*Given problem:*
Print each line of the listing once more, precisely as given.

+ + + + +

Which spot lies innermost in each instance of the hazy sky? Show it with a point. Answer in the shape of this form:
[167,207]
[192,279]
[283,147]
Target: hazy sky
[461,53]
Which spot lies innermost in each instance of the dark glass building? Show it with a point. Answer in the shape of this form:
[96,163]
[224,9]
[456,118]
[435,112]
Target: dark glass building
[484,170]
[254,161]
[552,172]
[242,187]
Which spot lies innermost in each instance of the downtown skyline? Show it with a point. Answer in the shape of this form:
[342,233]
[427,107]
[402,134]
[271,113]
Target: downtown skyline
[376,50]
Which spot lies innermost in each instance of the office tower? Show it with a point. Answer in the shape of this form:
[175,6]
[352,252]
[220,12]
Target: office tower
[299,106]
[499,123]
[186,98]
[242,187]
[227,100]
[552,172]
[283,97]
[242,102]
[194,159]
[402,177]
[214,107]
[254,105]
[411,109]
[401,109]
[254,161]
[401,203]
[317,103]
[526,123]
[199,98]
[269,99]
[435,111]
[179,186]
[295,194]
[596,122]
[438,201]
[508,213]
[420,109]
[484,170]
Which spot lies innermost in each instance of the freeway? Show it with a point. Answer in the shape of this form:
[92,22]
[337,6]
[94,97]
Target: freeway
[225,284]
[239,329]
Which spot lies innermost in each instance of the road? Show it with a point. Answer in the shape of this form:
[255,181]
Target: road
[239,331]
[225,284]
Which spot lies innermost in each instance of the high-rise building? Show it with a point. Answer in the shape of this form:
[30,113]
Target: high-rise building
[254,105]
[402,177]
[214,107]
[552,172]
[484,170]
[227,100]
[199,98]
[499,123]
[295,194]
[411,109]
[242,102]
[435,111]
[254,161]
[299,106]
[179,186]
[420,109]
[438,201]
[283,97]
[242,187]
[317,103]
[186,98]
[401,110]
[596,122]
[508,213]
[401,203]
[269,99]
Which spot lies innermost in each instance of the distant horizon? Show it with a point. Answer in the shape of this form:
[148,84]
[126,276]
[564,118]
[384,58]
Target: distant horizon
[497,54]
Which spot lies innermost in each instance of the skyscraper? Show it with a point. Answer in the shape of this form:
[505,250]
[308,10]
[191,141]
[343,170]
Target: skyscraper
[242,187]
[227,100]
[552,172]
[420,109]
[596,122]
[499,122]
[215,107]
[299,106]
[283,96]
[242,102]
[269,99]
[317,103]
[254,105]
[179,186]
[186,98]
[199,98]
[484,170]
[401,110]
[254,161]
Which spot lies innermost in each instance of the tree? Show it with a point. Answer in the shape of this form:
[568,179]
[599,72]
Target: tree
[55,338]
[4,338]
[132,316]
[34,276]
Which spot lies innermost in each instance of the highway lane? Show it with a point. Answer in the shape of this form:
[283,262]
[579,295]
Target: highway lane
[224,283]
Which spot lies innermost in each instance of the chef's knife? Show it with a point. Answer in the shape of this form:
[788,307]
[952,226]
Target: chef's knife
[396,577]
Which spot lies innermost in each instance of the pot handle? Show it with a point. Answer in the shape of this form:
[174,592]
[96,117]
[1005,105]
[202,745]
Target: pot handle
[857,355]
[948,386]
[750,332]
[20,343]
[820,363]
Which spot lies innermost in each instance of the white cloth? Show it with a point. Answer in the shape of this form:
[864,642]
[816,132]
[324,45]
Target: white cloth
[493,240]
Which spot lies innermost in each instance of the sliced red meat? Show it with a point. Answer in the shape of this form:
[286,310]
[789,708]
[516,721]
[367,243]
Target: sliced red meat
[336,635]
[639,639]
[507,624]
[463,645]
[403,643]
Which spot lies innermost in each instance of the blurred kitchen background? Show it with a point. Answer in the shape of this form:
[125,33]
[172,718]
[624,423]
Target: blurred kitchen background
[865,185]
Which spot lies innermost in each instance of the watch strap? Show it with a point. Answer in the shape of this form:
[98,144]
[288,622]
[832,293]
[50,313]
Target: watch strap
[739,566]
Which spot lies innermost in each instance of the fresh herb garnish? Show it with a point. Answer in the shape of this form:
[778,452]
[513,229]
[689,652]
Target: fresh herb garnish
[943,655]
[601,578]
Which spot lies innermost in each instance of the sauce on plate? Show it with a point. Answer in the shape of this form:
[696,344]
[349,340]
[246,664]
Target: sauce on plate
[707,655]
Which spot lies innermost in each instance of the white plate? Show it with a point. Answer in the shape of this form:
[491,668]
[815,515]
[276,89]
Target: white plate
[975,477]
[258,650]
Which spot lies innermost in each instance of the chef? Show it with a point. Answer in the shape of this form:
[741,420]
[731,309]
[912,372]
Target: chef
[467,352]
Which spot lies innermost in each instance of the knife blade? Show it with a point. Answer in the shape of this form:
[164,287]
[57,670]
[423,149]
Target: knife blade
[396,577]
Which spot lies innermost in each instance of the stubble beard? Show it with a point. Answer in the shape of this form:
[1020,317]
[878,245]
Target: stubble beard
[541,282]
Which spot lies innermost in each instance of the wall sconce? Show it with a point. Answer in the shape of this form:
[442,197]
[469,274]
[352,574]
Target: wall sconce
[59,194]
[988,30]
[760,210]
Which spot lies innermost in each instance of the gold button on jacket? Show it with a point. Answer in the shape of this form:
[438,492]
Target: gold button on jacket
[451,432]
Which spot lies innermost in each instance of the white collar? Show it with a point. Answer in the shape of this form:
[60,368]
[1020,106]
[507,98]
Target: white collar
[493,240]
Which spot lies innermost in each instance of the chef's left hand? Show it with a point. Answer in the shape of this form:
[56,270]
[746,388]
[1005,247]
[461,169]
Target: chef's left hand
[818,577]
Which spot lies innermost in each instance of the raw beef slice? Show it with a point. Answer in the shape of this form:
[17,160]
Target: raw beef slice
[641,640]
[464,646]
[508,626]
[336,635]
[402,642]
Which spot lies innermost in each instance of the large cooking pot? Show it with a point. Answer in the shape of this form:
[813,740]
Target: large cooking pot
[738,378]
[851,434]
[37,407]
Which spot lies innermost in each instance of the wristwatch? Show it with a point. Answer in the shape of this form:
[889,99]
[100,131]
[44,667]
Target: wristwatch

+ + + + +

*Completed task:*
Which spot lies innermost in each instance of the hazy sky? Show it with a point. Answer in the shape of this form:
[167,207]
[192,279]
[283,147]
Target: hazy sky
[461,53]
Which spot lies innermost in each instance of the dark glass building? Show it with a point. Answer in the shape of this form:
[96,163]
[224,9]
[456,118]
[435,112]
Target: dark glass building
[484,170]
[254,161]
[552,172]
[242,187]
Which spot lies innermost in each instance of the downtown skyline? Show it with a point. Answer in the shape of this form:
[342,233]
[427,107]
[402,134]
[271,113]
Target: downtown skyline
[376,50]
Which spot lies innermost in each instance of the office tower? Show it with a point. Answer in the shape of this form:
[175,6]
[352,252]
[220,12]
Target: office tower
[299,106]
[499,123]
[186,98]
[242,187]
[227,100]
[552,172]
[283,97]
[242,102]
[194,159]
[402,177]
[214,107]
[254,105]
[411,109]
[401,109]
[254,161]
[401,203]
[317,103]
[526,123]
[199,98]
[269,99]
[435,111]
[179,186]
[295,194]
[596,122]
[438,201]
[508,213]
[420,109]
[484,170]
Which spot lies innermost in each instance of the freeway? Show it with a point. Answer in the shape of this form:
[92,22]
[337,6]
[94,97]
Target: freeway
[225,284]
[239,329]
Which spot lies innermost in each instance of the road? Show it with a point. Answer in the shape of this form:
[255,181]
Target: road
[239,331]
[225,284]
Which spot lies innermost in each instance of the high-rise building? Show it with a point. Answer in the shape of this form:
[30,113]
Target: high-rise building
[254,105]
[402,177]
[214,107]
[552,172]
[484,170]
[227,100]
[199,98]
[499,123]
[295,194]
[411,109]
[242,102]
[435,111]
[254,161]
[299,106]
[179,186]
[420,109]
[438,201]
[283,97]
[242,187]
[317,103]
[186,98]
[401,110]
[596,122]
[508,213]
[401,203]
[269,99]
Which spot lies innermost in each instance of the distant horizon? Show it with a point. Answer in the shape of this form:
[148,84]
[126,276]
[564,118]
[384,58]
Target: distant horizon
[497,54]
Which spot lies innermost in each instance of the skyscraper? Show it with a point. Answer in the shape of this form:
[505,250]
[308,10]
[191,141]
[343,170]
Target: skyscraper
[242,187]
[227,100]
[552,172]
[420,109]
[596,122]
[499,122]
[215,107]
[299,106]
[283,96]
[242,102]
[269,99]
[317,103]
[254,105]
[179,186]
[186,98]
[199,98]
[484,170]
[401,110]
[254,161]
Which spot lies innermost in each instance of the tree? Show it with a point. Answer in the shape of this form:
[568,179]
[599,72]
Target: tree
[55,338]
[4,338]
[132,316]
[34,276]
Which spot lies innermost in each instance of the highway lane? Show it with a point. Answer in the shape of this form:
[283,262]
[579,295]
Target: highway lane
[224,283]
Which spot lies innermost in each instance of the chef's knife? Show it with a point. Answer in the shape of this form:
[788,307]
[952,226]
Target: chef's knife
[396,577]
Which spot lies innermost in each instance of the pot handle? Show it with a point. Answer in the shape of this form:
[174,592]
[96,117]
[1005,105]
[202,745]
Target: pot handle
[857,355]
[948,386]
[750,332]
[20,343]
[820,363]
Which spot lies innermost in each instance of the white cloth? Show it with a point. Answer in the shape of this form:
[864,642]
[816,132]
[324,45]
Target: white cloth
[493,240]
Which spot lies innermost in each instance of the sliced red meat? Show it with a point. Answer in the shape of this form:
[286,310]
[789,708]
[516,721]
[367,243]
Target: sliced red meat
[336,635]
[639,639]
[507,624]
[463,645]
[403,643]
Which spot lies innermost in each instance of the blurred kitchen background? Show it with a point. Answer in the shape of this form:
[125,33]
[172,718]
[624,423]
Target: blurred kitchen background
[865,185]
Which spot lies innermost in each instance of the watch strap? Show it with a point. Answer in the shape of this form:
[98,144]
[288,622]
[832,293]
[50,313]
Target: watch strap
[739,566]
Which spot lies innermost in each instance of the fresh herb garnish? Show it with a point. Answer in the shape of this form:
[778,452]
[513,229]
[689,652]
Target: fresh herb garnish
[943,655]
[601,578]
Which spot lies innermost in each instance of the sauce on plate? Show it with a point. Answer in the shape of this form:
[696,344]
[349,340]
[246,664]
Target: sauce on plate
[707,655]
Which spot lies innermost in each instance of the white plate? Show it with a point. Answer in the shape of this form:
[491,668]
[815,515]
[276,89]
Target: white plate
[975,477]
[258,650]
Which spot lies innermost in each instance of the chef? Show it with a point. Answer in the shape of this form:
[741,420]
[731,309]
[912,372]
Target: chef
[467,352]
Which spot lies innermost in each instance of the knife blade? Show it with a point. Answer in the shape of this form:
[164,287]
[57,670]
[423,149]
Target: knife blade
[396,577]
Which spot lies innermost in each instance of the stubble beard? Show it with a point. Answer in the shape of this form:
[1020,317]
[878,245]
Target: stubble beard
[541,282]
Which spot lies innermost in each instance of the wall sconce? Show it with a point. Answer in the shape of this form:
[442,197]
[469,274]
[352,574]
Target: wall sconce
[59,194]
[988,30]
[760,210]
Which spot lies innermost in each instance of the gold button on jacket? Show it with a point. Answer in the shape of this form:
[438,492]
Target: gold button on jacket
[451,432]
Which spot lies innermost in each instance of the white collar? Show it with a point. Answer in the shape of this form:
[60,368]
[1020,106]
[507,98]
Target: white collar
[493,240]
Which spot lies innermost in each instance of the chef's left hand? Show it with a point. Answer in the shape of this form:
[56,270]
[746,388]
[1005,247]
[461,169]
Target: chef's left hand
[818,577]
Which spot lies innermost in each instance of the raw beef slice? Show it with a point. Answer in the shape of this form:
[17,160]
Target: raw beef slice
[641,640]
[464,646]
[508,626]
[336,635]
[402,642]
Which spot lies innermost in each instance of the large cooking pot? Show it with a point. Answer in the shape of this form:
[813,740]
Target: large cooking pot
[738,378]
[851,434]
[37,407]
Which spot lies innermost in each instance of the wristwatch? Show it with a point. Answer in the shape of this form:
[889,99]
[100,131]
[44,667]
Target: wristwatch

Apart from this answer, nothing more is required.